● **数据行**

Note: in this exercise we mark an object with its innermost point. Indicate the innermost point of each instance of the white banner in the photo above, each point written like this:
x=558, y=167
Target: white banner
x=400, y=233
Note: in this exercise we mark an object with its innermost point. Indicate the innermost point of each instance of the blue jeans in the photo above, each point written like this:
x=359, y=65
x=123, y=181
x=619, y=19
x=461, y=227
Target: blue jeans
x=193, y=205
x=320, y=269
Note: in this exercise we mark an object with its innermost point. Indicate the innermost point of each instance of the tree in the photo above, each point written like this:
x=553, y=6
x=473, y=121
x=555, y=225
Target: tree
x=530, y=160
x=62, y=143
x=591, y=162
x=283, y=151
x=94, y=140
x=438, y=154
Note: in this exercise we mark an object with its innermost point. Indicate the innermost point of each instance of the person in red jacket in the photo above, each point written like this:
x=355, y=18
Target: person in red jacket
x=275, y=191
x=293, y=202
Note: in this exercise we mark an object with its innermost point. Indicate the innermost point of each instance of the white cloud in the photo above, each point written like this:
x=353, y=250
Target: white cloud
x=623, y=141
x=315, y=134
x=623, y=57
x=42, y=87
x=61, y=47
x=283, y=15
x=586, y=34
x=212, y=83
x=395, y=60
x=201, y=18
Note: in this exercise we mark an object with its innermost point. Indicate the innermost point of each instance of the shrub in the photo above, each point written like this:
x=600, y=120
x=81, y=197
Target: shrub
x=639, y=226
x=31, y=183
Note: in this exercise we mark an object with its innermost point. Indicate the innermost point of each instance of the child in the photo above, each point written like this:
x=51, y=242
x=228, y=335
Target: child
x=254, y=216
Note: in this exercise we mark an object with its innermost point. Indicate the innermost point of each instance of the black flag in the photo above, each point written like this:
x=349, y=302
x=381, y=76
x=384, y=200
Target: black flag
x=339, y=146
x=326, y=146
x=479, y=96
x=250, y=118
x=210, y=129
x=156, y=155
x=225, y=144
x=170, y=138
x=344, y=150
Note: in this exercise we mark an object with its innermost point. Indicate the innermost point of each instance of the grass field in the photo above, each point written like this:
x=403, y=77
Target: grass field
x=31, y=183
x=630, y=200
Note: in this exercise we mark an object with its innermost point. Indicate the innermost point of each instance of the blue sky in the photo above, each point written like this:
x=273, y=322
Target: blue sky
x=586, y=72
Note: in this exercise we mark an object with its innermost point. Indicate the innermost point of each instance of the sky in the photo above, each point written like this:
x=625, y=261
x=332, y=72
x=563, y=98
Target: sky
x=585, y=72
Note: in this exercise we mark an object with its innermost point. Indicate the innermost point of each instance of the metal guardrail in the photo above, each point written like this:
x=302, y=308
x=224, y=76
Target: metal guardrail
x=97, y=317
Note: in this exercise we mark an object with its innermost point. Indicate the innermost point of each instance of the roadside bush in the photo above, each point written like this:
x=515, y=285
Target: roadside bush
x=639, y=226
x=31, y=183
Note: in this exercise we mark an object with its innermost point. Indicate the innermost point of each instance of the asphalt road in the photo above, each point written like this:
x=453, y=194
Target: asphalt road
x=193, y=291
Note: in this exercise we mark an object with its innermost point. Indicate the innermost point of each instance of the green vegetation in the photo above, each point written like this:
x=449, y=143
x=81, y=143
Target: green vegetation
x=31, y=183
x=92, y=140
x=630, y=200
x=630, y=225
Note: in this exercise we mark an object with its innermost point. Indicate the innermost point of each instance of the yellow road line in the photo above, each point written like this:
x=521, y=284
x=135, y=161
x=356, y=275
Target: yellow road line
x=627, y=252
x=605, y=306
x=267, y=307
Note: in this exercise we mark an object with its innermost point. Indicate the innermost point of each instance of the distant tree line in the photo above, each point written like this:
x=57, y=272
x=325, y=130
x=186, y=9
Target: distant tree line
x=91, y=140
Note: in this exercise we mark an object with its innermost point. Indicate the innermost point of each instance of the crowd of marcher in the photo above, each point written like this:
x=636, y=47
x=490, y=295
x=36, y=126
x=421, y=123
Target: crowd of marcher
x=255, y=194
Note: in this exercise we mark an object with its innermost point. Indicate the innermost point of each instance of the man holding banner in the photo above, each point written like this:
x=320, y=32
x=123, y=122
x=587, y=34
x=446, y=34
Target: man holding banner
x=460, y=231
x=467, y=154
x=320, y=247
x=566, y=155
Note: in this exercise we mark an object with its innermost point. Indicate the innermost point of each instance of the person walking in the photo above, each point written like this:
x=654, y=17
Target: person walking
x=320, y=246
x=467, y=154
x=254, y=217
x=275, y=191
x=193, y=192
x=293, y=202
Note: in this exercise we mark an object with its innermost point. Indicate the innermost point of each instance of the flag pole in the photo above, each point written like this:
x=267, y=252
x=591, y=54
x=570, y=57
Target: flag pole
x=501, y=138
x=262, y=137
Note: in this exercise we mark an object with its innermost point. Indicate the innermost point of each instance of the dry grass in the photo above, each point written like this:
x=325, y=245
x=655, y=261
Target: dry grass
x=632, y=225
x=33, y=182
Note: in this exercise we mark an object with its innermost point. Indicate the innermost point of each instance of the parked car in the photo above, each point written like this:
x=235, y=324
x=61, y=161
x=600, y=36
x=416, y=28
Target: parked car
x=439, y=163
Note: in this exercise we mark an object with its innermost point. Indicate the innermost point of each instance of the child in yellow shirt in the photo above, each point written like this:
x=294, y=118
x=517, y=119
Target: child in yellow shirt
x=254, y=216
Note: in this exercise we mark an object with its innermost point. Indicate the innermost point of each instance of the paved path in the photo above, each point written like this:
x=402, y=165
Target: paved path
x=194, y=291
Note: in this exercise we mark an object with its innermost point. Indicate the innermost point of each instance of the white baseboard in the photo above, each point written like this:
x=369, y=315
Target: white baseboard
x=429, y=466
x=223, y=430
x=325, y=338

● **练习要求**
请原样打印上面的行中从含有“of the yellow”的那一行开始、到含有“x=267, y=307”的那一行结束的部分，首尾两行都包括在内。

● **输出结果**
Note: in this exercise we mark an object with its innermost point. Indicate the innermost point of each instance of the yellow road line in the photo above, each point written like this:
x=521, y=284
x=135, y=161
x=356, y=275
Target: yellow road line
x=627, y=252
x=605, y=306
x=267, y=307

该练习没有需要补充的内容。